• _Document excerpt_:
● ● ●

Jan Töve (born May 14, 1958) is a Swedish landscape photographer, writer and lecturer.

Töve has won several awards in the Wildlife Photographer of the Year competition, owned by BBC Wildlife and The Natural History Museum, and beside his publicist's work shot a documentary for the Swedish State Television.

In 1995 he was awarded the title Årets nordiska naturfotograf (Nordic Photographer of the Year) by the Swedish photography magazine Foto. Several years later he was also awarded the Årets naturfotograf 2003 (Nature Photographer of the Year, 2003) by the Swedish Environmental Protection Agency. His first book, Speglingar (Reflections), was published in 1996 and depicts various seasonal changes in the nature.

● ● ●

Repeat the passage about Jan Töve word for word.

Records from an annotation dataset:
● ● ●

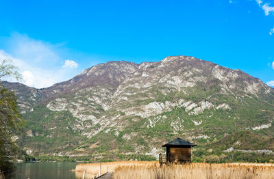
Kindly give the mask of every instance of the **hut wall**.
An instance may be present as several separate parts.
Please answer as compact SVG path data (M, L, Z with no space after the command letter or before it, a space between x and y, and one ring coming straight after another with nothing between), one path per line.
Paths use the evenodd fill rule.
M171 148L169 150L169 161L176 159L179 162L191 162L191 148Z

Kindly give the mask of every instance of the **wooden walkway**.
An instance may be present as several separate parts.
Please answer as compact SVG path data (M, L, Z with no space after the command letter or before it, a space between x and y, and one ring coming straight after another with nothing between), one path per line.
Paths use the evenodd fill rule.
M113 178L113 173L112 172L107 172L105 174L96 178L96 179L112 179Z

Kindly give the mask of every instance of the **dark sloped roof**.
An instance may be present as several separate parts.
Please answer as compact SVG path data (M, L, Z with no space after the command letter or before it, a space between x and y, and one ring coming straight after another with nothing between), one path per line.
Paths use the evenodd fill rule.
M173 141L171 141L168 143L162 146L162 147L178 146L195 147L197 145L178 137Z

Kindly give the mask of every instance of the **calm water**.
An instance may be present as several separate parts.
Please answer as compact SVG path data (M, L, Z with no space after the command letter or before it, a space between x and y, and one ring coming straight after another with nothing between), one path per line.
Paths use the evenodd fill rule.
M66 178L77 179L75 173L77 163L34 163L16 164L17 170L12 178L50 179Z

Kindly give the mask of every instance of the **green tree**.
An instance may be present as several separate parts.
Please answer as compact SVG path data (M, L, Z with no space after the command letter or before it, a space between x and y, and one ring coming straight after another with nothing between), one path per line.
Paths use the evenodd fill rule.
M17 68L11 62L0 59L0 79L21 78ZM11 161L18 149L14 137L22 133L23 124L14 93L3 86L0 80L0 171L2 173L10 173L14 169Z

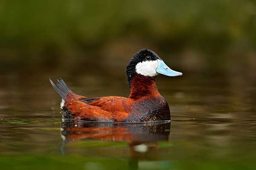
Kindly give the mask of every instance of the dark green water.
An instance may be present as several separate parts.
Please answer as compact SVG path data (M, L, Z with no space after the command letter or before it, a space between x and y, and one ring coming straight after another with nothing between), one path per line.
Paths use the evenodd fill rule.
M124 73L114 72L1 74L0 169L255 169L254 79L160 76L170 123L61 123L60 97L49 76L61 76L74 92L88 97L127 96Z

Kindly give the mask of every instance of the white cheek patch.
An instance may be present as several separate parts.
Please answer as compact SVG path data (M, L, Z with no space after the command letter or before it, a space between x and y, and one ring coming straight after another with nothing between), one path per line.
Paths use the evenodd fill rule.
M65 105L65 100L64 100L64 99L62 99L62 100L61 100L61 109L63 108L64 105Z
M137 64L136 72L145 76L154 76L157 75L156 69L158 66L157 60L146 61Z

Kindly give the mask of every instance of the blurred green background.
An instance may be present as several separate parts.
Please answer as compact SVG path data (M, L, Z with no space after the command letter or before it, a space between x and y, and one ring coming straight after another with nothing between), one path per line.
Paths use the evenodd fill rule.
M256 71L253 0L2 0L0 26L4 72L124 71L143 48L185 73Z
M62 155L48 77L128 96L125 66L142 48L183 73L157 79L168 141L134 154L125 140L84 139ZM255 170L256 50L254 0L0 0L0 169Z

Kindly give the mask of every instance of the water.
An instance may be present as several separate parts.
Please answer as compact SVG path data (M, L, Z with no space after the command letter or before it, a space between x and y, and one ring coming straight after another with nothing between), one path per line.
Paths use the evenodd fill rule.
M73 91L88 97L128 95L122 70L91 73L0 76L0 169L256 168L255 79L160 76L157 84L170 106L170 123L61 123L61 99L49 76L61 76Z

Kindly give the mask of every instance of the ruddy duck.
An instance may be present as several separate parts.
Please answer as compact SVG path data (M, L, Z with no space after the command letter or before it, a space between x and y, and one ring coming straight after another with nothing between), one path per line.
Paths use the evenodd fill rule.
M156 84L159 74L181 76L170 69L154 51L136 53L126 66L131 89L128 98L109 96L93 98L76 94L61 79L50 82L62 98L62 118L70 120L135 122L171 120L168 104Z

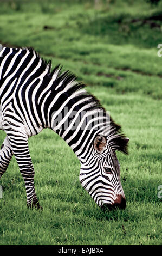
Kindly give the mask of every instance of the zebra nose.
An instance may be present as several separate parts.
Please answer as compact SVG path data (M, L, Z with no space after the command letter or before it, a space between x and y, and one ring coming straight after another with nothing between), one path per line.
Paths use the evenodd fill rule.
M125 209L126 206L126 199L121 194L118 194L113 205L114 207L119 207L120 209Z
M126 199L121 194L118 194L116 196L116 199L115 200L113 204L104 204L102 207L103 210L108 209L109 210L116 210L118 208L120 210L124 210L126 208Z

● ● ●

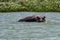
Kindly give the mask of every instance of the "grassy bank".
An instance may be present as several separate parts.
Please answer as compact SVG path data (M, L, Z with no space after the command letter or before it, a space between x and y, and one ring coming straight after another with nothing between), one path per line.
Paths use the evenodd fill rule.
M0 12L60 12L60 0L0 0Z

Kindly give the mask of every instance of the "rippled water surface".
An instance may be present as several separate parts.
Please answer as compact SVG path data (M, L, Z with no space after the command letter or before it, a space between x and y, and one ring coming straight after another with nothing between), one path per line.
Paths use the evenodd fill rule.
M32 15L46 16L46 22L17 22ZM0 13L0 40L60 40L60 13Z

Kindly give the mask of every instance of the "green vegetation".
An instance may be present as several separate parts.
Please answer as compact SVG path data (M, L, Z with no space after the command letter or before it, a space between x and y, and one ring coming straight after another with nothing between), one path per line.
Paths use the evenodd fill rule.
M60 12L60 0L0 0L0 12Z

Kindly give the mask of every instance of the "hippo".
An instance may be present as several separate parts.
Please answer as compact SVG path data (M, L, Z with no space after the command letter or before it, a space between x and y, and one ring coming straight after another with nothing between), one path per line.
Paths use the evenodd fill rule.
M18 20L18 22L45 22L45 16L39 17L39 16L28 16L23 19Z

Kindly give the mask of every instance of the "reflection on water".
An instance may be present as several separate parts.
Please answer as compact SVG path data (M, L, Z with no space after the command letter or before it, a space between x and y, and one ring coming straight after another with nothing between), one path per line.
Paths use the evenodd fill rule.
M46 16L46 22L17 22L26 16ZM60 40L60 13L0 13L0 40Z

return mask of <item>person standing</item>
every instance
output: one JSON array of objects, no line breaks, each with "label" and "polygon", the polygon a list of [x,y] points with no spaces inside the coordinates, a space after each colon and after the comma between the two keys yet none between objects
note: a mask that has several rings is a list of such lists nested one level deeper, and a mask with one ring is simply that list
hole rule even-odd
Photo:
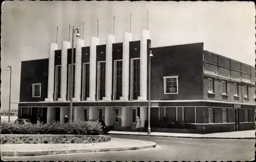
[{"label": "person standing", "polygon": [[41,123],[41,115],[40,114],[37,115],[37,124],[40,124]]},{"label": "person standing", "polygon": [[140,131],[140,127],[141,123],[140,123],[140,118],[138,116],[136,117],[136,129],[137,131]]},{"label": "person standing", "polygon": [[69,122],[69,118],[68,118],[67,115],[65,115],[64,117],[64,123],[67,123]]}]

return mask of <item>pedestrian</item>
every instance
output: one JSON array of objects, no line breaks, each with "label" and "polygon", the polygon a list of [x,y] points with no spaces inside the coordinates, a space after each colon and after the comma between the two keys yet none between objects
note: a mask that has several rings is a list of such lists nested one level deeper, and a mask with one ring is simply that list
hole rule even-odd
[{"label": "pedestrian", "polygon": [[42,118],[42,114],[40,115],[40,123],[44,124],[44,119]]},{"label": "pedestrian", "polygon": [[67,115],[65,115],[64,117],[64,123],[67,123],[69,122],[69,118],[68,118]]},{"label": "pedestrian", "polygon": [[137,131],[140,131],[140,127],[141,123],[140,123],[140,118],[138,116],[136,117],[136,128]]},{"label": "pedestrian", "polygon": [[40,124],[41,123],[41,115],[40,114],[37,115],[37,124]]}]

● ● ●

• _The output_:
Jan Töve (born May 14, 1958) is a Swedish landscape photographer, writer and lecturer.

Töve has won several awards in the Wildlife Photographer of the Year competition, owned by BBC Wildlife and The Natural History Museum, and beside his publicist's work shot a documentary for the Swedish State Television.

In 1995 he was awarded the title Årets nordiska naturfotograf (Nordic Photographer of the Year) by the Swedish photography magazine Foto. Several years later he was also awarded the Årets naturfotograf 2003 (Nature Photographer of the Year, 2003) by the Swedish Environmental Protection Agency. His first book, Speglingar (Reflections), was published in 1996 and depicts various seasonal changes in the nature.